_SHORT TASK:_
Print the passage of the Pool launch post between "Now having read" and "a Sunday night!", inclusive, as it appears.

_DOCUMENT SEGMENT:_
━━━━
Launching at Pool pt.5

Daniel continues his description of launching at Pool. See previous entries one, two, three and four if you need to catch up. Daniel has also started a thread in the forum where he will feel more comfortable discussing proprietary issues affecting his line.
August 26th, 2007: Pool -1 days
Arrived at the Las Vegas McCarran Airport. WOW it is h-o-t. When I left Toronto it was hot and humid, but this is just HOT and sunny. Not a place to be wearing dark jeans and a dress shirt, which I am!

Fortunately staying at the MGM grand there is a check in counter between baggage claims 1 and 2, so I don’t have to schlep through the airport with my very heavy bags. I recommend buying the round trip shuttle ticket (unless there are two or more of you, then a taxi is better) to the hotel.

Get to the hotel and head to my room and then have all of the various over-charged-handling-fee-inducing packages sent to my room and start un-packing. The bellhop comes up with the boxes and the tin that I ordered. Wow, 4 by 4 foot sheets of metal are big when you actually see it. We try to move it and it’s heavy, but manageable. I tell him to take it back down and I get it on my next trip to the trade show.

Now having read various past postings about the unique labour situation in the Las Vegas Convention Center, I though the same general rules would apply at the Pool tent. So I plan to make a few trips (I’m worried about people seeing the large sheets of metal). Managed to fit a lot of stuff into my large suitcase and hockey bag.

Outside of the lobby is a convenient taxi stand and a guy there who blows a whistle wiggles his fingers at the next cab (from a long line of cabs) and it moves forward about 40 feet to the front of the line. He then asks you where you are going and relays this information to the cabbie. For this force of exertion people are tipping him (yes I’m being sarcastic here). I figure he is calling at least two cabs per minute and I see one’s and five’s being passed to him. He’s got to be pulling down between $100-$200 an hour in tips and this is a Sunday night!

The Pool tent is less than 5 miles from the MGM Grand (2.9 miles according to Google Maps) and the taxi ride was almost $20 including the tip! Did a quick survey of the booth and started to unpack and put things in their places.

Though Pool is in a tent, remember this is Las Vegas. This tent is huge! It holds 500 exhibitors, is about 70 to 100 feet high at the tallest point. At the far end is a DJ platform a circle of about a dozen computers and open space. The tent is nicely air-conditioned.
━━━━
_GIVEN RECORDS:_
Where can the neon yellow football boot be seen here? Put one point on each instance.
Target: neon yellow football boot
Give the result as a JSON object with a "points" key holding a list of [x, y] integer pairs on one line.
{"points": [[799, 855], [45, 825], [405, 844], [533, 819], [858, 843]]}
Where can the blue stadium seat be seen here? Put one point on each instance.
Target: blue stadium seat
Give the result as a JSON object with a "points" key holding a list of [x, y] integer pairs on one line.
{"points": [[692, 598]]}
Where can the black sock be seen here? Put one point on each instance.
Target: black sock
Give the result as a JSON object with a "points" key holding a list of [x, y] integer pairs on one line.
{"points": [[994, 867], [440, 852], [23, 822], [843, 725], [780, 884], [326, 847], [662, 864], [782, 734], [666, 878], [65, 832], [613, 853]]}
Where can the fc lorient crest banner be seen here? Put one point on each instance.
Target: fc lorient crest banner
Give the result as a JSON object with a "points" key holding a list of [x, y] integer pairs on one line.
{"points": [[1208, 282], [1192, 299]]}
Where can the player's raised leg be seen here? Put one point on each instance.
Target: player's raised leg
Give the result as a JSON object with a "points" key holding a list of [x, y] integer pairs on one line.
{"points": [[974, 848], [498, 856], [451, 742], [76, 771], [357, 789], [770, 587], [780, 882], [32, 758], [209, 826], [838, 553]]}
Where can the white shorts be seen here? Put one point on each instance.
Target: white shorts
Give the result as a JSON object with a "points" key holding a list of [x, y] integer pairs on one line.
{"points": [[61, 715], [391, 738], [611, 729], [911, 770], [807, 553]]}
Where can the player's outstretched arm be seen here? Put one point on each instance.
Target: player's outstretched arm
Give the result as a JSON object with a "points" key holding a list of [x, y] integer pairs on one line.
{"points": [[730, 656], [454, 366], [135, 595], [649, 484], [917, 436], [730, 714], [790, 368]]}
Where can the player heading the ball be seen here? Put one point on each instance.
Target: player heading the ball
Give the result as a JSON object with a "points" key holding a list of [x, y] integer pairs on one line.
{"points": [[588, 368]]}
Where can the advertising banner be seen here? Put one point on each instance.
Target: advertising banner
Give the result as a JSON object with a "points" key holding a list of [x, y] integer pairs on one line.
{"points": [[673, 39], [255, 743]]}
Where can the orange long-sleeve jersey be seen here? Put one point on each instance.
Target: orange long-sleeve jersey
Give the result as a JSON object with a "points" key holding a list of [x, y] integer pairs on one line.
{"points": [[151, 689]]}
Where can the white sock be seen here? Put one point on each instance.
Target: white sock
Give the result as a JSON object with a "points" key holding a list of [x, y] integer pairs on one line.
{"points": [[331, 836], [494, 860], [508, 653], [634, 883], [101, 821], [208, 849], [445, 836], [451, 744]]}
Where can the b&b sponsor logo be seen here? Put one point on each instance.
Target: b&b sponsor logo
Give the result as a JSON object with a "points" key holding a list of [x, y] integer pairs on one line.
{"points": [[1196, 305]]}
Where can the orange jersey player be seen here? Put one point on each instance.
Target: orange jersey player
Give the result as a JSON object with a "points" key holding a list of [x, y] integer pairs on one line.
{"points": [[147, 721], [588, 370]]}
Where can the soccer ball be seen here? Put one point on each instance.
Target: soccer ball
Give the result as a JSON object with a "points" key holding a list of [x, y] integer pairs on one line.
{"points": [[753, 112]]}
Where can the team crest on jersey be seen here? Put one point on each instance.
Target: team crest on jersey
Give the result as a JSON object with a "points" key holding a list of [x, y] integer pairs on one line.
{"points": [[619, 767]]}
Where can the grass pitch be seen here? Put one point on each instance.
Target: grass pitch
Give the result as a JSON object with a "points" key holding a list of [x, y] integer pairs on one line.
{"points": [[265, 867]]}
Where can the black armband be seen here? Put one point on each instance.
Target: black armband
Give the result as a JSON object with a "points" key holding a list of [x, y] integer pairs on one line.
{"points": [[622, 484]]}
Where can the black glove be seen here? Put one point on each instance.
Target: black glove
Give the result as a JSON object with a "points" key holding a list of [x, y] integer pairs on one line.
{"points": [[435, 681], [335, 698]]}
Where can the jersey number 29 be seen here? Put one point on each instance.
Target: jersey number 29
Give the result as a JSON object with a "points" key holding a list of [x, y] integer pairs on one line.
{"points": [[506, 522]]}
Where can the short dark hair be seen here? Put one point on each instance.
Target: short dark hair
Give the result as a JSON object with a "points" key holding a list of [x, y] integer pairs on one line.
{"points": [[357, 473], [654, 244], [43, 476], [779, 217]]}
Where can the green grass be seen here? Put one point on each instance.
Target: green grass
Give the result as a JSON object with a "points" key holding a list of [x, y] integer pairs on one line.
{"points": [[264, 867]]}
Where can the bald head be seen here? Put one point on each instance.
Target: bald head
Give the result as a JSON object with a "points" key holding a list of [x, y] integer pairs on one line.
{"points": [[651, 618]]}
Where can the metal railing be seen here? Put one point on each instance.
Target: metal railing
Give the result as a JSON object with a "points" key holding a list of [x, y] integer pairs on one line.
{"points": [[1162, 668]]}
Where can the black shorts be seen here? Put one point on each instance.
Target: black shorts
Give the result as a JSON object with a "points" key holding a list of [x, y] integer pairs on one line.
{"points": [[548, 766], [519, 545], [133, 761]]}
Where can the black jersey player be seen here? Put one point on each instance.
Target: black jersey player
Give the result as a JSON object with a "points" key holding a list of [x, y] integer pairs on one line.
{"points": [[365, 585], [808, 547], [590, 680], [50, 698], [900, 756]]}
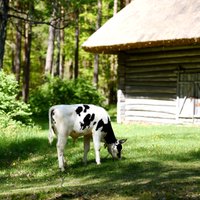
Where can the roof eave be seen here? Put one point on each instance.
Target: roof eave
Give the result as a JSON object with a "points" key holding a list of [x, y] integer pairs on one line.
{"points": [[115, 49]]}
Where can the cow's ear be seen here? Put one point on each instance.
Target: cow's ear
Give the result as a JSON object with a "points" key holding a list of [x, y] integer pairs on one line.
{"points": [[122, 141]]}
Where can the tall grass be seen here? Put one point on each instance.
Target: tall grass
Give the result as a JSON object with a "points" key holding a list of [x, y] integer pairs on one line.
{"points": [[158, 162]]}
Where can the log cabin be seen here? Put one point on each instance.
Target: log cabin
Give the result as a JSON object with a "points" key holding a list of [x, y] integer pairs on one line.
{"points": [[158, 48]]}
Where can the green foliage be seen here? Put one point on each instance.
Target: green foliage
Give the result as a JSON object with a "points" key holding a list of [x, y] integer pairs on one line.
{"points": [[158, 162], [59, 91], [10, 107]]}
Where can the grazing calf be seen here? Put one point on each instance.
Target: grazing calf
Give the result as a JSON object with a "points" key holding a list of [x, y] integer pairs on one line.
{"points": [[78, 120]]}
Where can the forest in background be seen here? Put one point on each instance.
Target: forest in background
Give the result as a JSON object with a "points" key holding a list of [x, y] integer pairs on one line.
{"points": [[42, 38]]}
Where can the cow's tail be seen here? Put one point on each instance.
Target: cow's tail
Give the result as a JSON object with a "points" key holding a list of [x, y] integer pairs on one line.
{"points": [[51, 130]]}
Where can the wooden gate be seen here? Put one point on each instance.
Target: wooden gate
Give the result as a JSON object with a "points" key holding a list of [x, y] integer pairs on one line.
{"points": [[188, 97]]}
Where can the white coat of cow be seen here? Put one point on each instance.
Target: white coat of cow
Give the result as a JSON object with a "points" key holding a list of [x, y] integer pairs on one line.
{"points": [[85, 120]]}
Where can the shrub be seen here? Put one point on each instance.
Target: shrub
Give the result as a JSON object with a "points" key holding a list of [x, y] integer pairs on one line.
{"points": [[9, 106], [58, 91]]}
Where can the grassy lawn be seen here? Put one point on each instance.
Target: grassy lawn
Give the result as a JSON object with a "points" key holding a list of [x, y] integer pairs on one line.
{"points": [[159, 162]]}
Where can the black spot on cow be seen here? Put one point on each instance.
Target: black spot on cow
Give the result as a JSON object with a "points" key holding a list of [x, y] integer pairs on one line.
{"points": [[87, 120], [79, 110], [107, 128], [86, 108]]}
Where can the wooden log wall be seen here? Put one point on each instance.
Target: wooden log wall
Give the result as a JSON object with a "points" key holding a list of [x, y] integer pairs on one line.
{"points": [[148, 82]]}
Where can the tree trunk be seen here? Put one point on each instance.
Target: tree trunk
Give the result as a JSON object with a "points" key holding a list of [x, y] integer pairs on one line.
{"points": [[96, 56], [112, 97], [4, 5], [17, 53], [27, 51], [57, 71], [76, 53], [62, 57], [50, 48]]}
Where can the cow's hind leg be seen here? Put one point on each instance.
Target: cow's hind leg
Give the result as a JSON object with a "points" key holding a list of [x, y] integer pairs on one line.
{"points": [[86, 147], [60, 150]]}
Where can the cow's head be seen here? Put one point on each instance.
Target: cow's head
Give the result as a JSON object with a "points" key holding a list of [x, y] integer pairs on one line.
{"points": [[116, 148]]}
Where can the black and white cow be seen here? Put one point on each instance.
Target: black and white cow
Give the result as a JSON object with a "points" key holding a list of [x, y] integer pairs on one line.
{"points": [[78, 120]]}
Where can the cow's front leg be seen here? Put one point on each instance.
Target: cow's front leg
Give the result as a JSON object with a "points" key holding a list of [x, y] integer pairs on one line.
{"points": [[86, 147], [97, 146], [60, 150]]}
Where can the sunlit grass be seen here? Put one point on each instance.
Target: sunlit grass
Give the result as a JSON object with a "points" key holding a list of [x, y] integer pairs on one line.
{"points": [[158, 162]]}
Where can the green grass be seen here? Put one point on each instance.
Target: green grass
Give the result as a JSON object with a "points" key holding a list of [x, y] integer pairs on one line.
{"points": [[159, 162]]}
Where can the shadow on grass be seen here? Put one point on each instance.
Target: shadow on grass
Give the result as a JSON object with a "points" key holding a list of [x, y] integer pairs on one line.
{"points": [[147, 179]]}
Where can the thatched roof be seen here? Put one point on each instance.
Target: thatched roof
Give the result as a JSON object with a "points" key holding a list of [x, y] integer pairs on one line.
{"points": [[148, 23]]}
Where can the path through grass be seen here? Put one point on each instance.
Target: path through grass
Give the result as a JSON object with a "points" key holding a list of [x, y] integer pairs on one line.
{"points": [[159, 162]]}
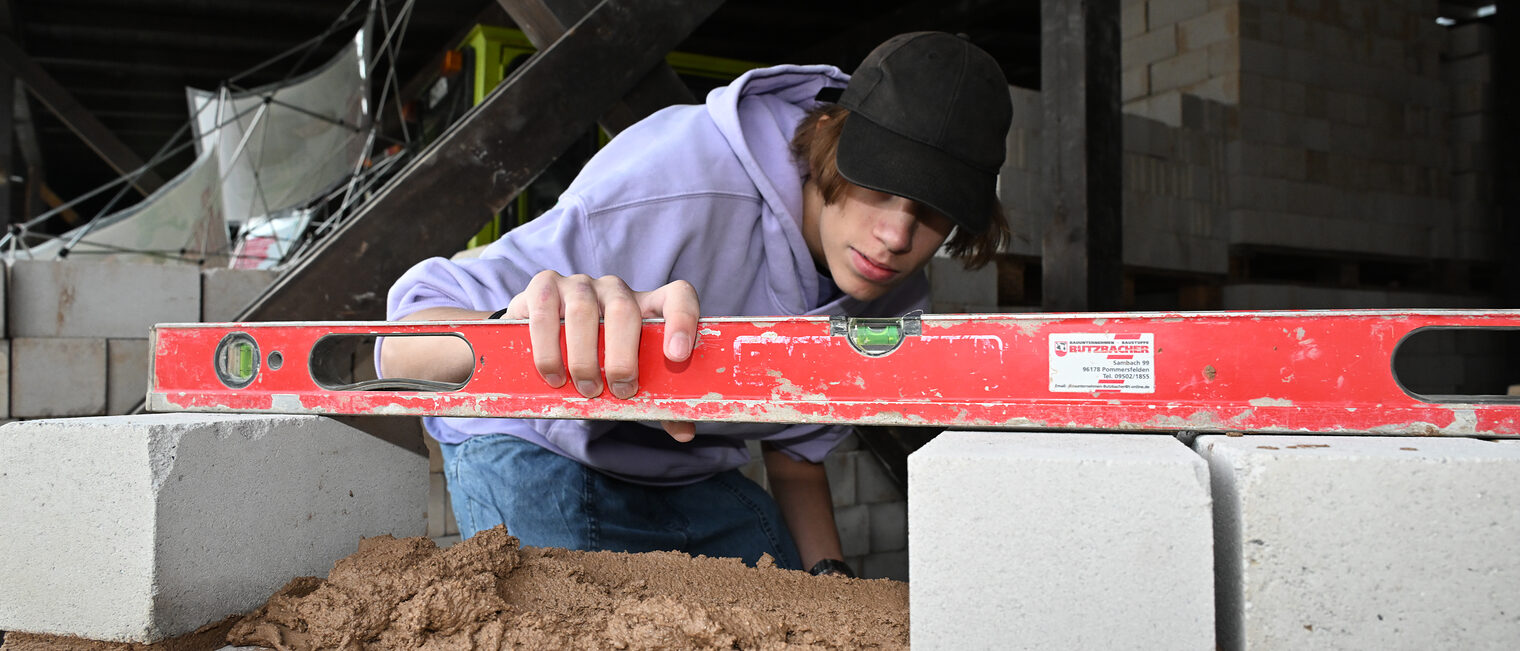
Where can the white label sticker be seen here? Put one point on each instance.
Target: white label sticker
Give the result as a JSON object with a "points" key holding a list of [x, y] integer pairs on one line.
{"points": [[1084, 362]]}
━━━━
_FULL RESPONSE:_
Now having read various past postings about the unique labour situation in the Las Vegas Convention Center, I though the same general rules would apply at the Pool tent. So I plan to make a few trips (I’m worried about people seeing the large sheets of metal). Managed to fit a lot of stuff into my large suitcase and hockey bag.

Outside of the lobby is a convenient taxi stand and a guy there who blows a whistle wiggles his fingers at the next cab (from a long line of cabs) and it moves forward about 40 feet to the front of the line. He then asks you where you are going and relays this information to the cabbie. For this force of exertion people are tipping him (yes I’m being sarcastic here). I figure he is calling at least two cabs per minute and I see one’s and five’s being passed to him. He’s got to be pulling down between $100-$200 an hour in tips and this is a Sunday night!